● **Task directions**:
Please reproduce the following lines word for word, with nothing changed.

— Begin Provided records —

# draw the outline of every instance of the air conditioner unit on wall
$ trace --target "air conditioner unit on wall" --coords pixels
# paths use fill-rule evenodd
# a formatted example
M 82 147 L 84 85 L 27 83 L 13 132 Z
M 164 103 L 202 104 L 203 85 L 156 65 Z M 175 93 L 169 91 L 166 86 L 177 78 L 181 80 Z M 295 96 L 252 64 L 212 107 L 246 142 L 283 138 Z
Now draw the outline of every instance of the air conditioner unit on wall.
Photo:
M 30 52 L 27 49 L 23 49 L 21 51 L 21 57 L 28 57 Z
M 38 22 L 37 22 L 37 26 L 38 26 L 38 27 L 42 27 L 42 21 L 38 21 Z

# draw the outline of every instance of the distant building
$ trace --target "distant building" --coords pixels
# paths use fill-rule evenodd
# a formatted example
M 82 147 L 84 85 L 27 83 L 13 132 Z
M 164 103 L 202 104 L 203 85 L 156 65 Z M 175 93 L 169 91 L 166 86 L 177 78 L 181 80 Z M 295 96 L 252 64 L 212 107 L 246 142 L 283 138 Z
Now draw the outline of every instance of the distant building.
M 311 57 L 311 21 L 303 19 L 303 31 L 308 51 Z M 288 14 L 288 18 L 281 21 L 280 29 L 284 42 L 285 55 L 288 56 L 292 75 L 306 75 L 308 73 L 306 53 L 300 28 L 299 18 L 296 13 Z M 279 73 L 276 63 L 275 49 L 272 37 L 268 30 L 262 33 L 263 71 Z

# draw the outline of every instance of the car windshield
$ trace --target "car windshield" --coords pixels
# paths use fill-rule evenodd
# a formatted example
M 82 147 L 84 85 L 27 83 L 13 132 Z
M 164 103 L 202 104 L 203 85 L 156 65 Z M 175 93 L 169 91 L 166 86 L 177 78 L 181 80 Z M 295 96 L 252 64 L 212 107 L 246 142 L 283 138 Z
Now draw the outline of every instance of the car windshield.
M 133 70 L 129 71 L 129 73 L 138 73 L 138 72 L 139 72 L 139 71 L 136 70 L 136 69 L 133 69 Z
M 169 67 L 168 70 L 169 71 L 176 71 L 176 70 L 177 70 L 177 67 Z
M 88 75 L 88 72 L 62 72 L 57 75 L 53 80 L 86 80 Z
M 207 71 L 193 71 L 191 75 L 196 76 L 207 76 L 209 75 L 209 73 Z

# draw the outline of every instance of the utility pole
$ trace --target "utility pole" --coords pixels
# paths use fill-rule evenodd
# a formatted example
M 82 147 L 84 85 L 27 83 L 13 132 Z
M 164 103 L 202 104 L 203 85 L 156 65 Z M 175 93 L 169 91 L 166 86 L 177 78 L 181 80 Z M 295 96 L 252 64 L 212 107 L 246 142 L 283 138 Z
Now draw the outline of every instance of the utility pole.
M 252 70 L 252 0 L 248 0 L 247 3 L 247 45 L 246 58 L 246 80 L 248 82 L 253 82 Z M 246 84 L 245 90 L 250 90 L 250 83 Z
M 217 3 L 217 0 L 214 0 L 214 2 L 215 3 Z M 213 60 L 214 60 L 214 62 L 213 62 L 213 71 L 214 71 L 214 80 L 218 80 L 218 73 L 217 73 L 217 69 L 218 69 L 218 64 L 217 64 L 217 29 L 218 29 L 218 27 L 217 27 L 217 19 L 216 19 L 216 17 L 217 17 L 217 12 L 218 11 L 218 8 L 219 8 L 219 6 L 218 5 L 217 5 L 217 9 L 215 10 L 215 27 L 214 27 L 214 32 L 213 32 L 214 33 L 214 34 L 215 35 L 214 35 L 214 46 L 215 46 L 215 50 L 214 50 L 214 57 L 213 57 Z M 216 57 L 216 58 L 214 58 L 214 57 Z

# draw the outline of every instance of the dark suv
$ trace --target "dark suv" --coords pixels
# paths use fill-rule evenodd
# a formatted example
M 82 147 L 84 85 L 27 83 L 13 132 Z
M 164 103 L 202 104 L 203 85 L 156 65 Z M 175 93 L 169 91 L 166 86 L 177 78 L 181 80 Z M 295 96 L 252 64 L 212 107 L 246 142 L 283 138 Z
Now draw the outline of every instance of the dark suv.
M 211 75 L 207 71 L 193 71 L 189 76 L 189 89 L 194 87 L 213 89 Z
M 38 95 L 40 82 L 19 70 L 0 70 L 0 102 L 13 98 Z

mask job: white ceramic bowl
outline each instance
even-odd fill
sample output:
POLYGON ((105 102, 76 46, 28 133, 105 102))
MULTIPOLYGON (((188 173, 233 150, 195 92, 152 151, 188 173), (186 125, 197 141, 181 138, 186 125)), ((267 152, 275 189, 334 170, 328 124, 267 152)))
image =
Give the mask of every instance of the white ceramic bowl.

— End Provided records —

● **Result below**:
# draw the outline of every instance of the air conditioner unit on wall
$ trace --target "air conditioner unit on wall" --coords pixels
# paths use fill-rule evenodd
# a formatted example
M 82 147 L 84 85 L 27 83 L 13 132 Z
M 164 103 L 202 104 L 203 85 L 156 65 Z M 175 93 L 169 91 L 166 86 L 177 78 L 181 80 Z M 295 96 L 252 64 L 212 107 L 246 142 L 283 138 Z
Now draw the outline of every instance of the air conditioner unit on wall.
Photo:
M 30 52 L 27 49 L 23 49 L 21 51 L 21 57 L 28 57 Z
M 38 22 L 37 22 L 37 26 L 38 26 L 38 27 L 42 27 L 42 21 L 38 21 Z

# draw the outline of every instance of the distant building
$ trace --target "distant building" --coords pixels
# paths use fill-rule evenodd
# a formatted example
M 82 147 L 84 85 L 27 83 L 13 132 Z
M 164 103 L 202 104 L 203 85 L 156 65 Z M 175 93 L 169 91 L 166 86 L 177 78 L 181 80 Z M 295 96 L 252 64 L 212 107 L 246 142 L 283 138 Z
Now draw the outline of every instance of the distant building.
M 311 57 L 311 21 L 303 19 L 303 31 L 308 51 Z M 288 14 L 288 18 L 281 21 L 280 29 L 284 42 L 285 55 L 288 56 L 292 75 L 306 75 L 308 73 L 306 53 L 300 28 L 299 18 L 296 13 Z M 279 73 L 276 63 L 275 49 L 272 37 L 268 30 L 262 33 L 263 71 Z

# draw the outline of every instance of the car windshield
$ trace --target "car windshield" --coords pixels
# paths use fill-rule evenodd
# a formatted example
M 82 147 L 84 85 L 27 83 L 13 132 Z
M 164 103 L 202 104 L 203 85 L 156 65 Z M 175 93 L 169 91 L 166 86 L 177 78 L 181 80 Z M 295 96 L 252 64 L 212 107 L 246 142 L 283 138 Z
Now draw the outline of every instance of the car windshield.
M 133 70 L 129 71 L 129 73 L 138 73 L 138 72 L 139 72 L 139 71 L 136 70 L 136 69 L 133 69 Z
M 169 67 L 168 70 L 169 71 L 176 71 L 176 70 L 177 70 L 177 67 Z
M 88 75 L 88 72 L 62 72 L 57 75 L 53 80 L 86 80 Z
M 207 71 L 193 71 L 191 75 L 196 76 L 207 76 L 209 75 L 209 73 Z

# draw the outline of every instance of the utility pole
$ trace --target "utility pole" --coords pixels
# paths use fill-rule evenodd
# a formatted example
M 82 147 L 84 85 L 27 83 L 13 132 Z
M 164 103 L 202 104 L 203 85 L 156 65 Z M 175 93 L 169 91 L 166 86 L 177 78 L 181 80 Z M 295 96 L 252 64 L 212 107 L 246 142 L 283 138 Z
Now draw the outline of every instance of the utility pole.
M 252 70 L 252 0 L 248 0 L 247 3 L 247 45 L 246 58 L 246 80 L 248 82 L 253 82 Z M 246 84 L 245 90 L 250 90 L 250 83 Z
M 217 3 L 217 0 L 214 0 L 214 2 L 215 3 Z M 213 60 L 214 60 L 214 62 L 213 62 L 213 71 L 214 71 L 214 80 L 218 80 L 218 73 L 217 73 L 217 69 L 218 69 L 218 64 L 217 64 L 217 29 L 218 29 L 218 27 L 217 27 L 217 19 L 216 19 L 216 17 L 217 17 L 217 12 L 218 11 L 218 8 L 219 8 L 219 6 L 218 5 L 217 5 L 217 9 L 215 10 L 215 27 L 214 27 L 214 32 L 213 32 L 214 33 L 214 34 L 215 35 L 214 35 L 214 46 L 215 46 L 215 50 L 214 50 L 214 57 L 213 57 Z M 216 57 L 216 58 L 214 58 L 214 57 Z

# draw the outline of every instance of the dark suv
$ trace --target "dark suv" --coords pixels
# paths use fill-rule evenodd
# a formatted example
M 82 147 L 84 85 L 27 83 L 13 132 Z
M 164 103 L 202 104 L 203 85 L 156 65 Z M 175 93 L 169 91 L 166 86 L 177 78 L 181 80 Z M 295 96 L 252 64 L 212 107 L 246 142 L 283 138 Z
Now draw the outline of every instance of the dark suv.
M 211 75 L 207 71 L 193 71 L 189 76 L 189 89 L 194 87 L 213 89 Z
M 38 95 L 40 82 L 19 70 L 0 70 L 0 102 L 13 98 Z

mask job: white ceramic bowl
outline each instance
even-odd fill
sample output:
POLYGON ((105 102, 76 46, 28 133, 105 102))
MULTIPOLYGON (((188 173, 233 150, 195 92, 152 151, 188 173), (186 125, 197 141, 181 138, 186 125)), ((267 152, 275 189, 334 170, 328 124, 267 152)))
image =
Give the mask of every instance of the white ceramic bowl.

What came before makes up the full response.